### Records provided

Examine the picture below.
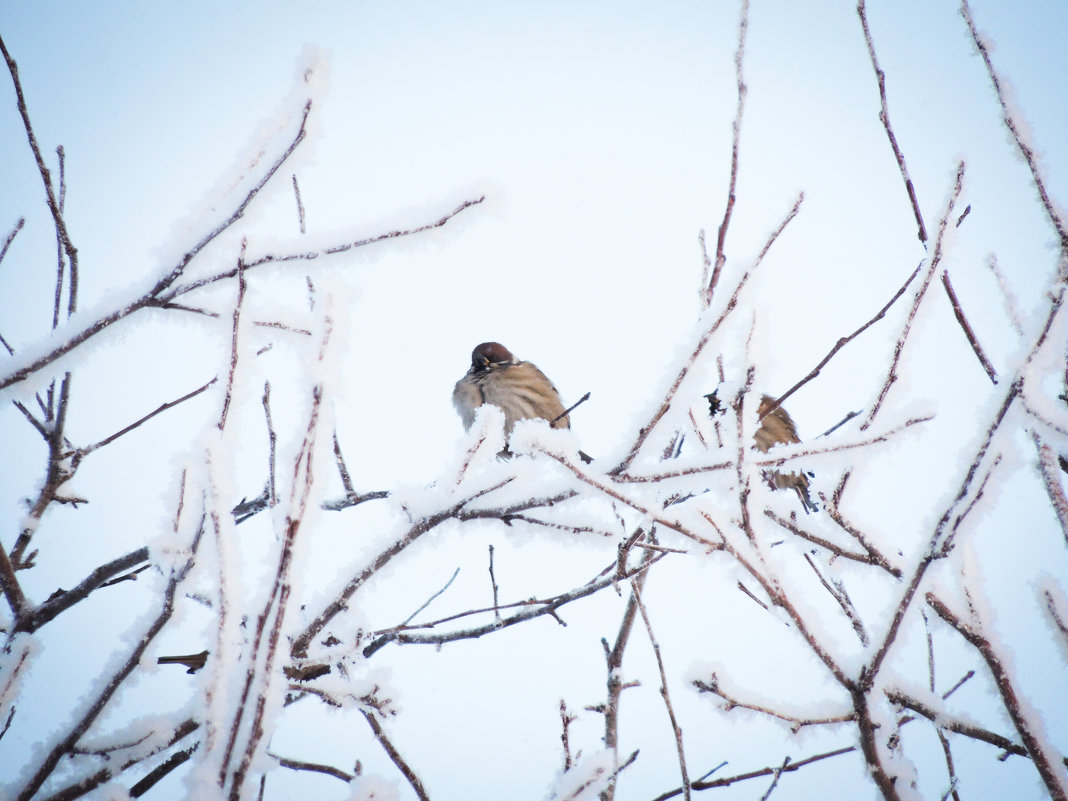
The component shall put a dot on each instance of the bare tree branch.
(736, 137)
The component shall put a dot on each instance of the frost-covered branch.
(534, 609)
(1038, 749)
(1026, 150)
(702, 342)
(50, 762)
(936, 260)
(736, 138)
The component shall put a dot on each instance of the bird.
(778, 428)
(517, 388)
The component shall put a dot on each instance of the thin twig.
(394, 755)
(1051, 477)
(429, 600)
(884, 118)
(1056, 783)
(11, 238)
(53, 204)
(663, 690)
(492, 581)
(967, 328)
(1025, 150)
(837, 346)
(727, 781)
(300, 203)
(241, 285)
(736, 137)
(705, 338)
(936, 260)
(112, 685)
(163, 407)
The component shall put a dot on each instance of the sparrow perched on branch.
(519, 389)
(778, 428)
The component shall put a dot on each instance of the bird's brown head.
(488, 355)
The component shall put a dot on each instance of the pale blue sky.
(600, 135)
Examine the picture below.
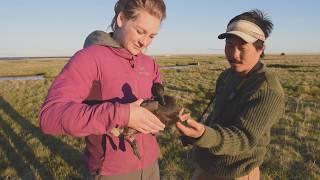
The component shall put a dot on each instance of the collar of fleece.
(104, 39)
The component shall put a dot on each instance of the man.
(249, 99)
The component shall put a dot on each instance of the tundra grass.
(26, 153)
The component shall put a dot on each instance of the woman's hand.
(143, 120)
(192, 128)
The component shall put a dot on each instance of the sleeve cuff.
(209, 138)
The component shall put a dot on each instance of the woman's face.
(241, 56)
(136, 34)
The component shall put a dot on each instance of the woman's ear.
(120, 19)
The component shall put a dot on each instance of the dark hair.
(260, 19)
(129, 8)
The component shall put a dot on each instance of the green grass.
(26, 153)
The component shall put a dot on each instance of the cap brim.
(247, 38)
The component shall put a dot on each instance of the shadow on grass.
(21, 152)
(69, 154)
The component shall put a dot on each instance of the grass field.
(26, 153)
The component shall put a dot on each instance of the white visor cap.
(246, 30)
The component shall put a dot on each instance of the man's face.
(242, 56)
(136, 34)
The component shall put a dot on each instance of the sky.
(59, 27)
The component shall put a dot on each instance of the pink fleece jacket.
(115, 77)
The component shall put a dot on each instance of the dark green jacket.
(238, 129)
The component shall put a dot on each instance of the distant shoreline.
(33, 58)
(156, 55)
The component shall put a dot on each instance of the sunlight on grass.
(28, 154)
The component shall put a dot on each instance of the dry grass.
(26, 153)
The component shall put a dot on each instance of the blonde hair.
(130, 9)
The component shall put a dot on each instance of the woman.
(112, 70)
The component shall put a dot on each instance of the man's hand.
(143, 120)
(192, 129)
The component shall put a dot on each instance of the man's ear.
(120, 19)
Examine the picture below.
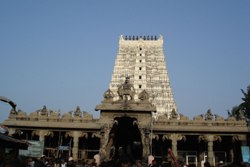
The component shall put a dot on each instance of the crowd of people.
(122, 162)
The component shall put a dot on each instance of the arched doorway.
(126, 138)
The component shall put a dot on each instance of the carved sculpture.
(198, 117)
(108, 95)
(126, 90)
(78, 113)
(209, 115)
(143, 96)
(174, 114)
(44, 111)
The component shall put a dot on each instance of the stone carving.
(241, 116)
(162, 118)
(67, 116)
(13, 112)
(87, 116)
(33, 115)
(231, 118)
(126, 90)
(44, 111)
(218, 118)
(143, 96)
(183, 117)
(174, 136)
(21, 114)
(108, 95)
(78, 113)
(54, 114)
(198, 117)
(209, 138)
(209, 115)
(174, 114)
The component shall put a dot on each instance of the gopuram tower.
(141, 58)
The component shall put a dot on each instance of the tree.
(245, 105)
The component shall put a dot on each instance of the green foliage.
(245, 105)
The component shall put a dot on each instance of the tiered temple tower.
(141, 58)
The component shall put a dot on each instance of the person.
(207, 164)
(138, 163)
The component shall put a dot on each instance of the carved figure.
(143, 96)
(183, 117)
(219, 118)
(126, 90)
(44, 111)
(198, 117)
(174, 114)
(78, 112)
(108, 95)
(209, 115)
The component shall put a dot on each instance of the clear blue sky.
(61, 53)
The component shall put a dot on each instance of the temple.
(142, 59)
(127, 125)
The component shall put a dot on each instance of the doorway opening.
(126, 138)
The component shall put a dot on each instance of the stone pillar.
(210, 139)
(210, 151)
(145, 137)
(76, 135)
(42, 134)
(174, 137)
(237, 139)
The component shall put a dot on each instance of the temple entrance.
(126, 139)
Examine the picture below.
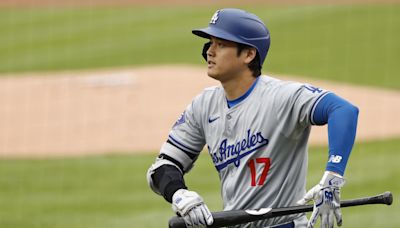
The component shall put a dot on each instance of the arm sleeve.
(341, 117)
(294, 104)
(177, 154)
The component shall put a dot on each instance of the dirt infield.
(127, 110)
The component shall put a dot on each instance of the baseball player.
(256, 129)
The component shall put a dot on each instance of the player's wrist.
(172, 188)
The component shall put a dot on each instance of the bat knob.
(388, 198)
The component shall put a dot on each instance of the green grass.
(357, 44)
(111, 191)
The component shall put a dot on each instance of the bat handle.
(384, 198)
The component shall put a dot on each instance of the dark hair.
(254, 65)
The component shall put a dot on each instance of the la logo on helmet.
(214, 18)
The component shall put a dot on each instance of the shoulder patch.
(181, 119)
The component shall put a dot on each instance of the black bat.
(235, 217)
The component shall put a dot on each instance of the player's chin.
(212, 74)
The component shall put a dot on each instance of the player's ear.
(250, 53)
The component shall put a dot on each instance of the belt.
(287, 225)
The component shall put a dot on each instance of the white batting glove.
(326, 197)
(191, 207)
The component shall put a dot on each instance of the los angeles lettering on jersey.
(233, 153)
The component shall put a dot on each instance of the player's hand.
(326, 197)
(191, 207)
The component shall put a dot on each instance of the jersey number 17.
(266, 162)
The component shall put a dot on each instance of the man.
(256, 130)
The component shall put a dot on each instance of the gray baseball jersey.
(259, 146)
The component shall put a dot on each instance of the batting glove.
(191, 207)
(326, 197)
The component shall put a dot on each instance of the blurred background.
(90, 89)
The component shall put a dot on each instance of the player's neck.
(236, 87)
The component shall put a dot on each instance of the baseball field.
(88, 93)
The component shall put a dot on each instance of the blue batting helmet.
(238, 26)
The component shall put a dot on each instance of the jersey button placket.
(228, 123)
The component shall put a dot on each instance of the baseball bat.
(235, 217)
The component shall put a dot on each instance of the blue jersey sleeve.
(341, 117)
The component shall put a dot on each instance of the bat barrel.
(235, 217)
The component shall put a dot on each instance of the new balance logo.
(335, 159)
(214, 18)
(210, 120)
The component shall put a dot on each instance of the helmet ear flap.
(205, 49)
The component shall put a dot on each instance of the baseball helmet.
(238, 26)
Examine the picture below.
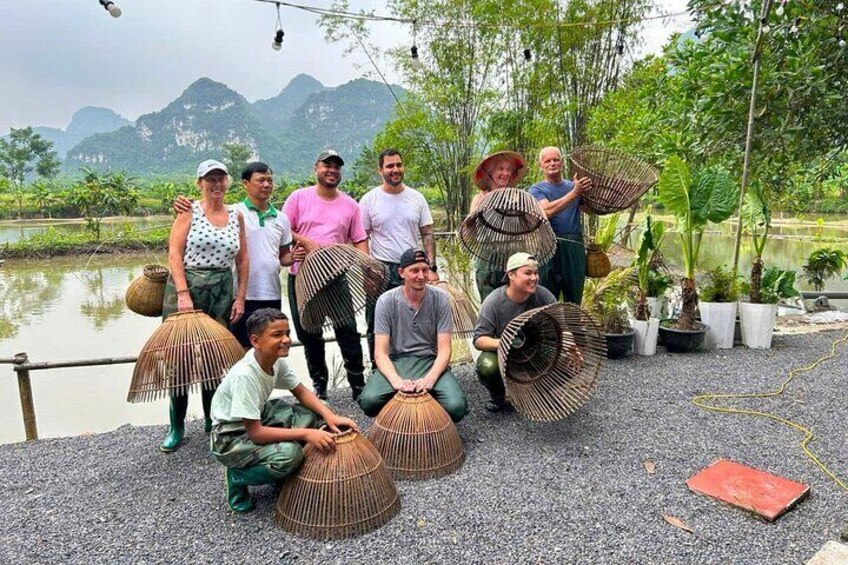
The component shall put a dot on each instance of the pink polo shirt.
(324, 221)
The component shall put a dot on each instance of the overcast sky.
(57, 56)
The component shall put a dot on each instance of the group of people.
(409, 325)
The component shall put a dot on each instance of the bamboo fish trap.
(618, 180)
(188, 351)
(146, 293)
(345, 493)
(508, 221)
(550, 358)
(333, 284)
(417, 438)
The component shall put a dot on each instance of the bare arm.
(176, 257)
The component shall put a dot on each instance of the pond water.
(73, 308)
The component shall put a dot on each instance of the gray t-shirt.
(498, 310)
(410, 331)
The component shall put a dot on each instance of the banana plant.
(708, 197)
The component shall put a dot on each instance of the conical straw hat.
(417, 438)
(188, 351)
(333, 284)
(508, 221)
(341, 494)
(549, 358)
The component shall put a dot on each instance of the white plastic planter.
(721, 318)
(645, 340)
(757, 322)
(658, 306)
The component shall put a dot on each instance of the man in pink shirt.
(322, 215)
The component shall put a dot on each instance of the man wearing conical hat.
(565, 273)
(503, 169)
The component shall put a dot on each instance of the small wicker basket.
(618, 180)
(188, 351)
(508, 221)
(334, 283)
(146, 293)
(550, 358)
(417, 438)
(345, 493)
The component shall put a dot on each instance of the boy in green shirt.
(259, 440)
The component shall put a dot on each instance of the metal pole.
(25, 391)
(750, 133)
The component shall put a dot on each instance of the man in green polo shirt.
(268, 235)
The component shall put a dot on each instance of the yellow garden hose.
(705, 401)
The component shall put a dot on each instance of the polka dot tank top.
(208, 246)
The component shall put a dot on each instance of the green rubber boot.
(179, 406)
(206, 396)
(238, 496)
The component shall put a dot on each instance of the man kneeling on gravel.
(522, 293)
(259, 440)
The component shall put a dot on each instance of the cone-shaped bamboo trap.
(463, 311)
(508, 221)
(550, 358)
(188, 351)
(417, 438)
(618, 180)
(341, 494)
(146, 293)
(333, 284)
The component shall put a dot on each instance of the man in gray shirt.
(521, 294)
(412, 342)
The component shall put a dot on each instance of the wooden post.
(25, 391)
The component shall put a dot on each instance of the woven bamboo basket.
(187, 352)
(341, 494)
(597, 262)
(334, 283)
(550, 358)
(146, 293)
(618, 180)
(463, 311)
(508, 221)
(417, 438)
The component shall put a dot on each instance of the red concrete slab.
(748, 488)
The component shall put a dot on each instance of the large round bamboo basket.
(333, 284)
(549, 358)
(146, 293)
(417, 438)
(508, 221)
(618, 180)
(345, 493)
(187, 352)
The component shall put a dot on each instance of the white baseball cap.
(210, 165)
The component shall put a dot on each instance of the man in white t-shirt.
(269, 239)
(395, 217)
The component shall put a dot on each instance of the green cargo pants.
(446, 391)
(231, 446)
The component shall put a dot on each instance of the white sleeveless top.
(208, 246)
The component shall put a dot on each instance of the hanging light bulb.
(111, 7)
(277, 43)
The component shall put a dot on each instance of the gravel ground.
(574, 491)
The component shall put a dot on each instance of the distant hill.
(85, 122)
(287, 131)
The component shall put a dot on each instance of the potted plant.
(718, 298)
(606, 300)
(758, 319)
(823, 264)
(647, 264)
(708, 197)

### Written task
Reproduce verbatim the part of the records that opens with the line containing "the distant hill." and runs through the last line of the records, with both of those lines included.

### Full response
The component shall put a dot on each instance of the distant hill.
(85, 122)
(287, 131)
The component shall put a dot on each instance of the potted plant.
(718, 298)
(606, 300)
(758, 319)
(823, 264)
(647, 264)
(708, 197)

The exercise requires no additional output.